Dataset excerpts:

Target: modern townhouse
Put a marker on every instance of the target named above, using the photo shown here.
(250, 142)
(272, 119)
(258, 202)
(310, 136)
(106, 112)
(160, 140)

→ Exercise requirements:
Set out, exactly as written, the lines from the line with "Put a marker" to the last line of the records, inclusive, and only those lines.

→ Your response:
Put a marker on every instance of the target named above, using the photo shown here.
(250, 142)
(272, 119)
(258, 202)
(310, 136)
(106, 112)
(160, 140)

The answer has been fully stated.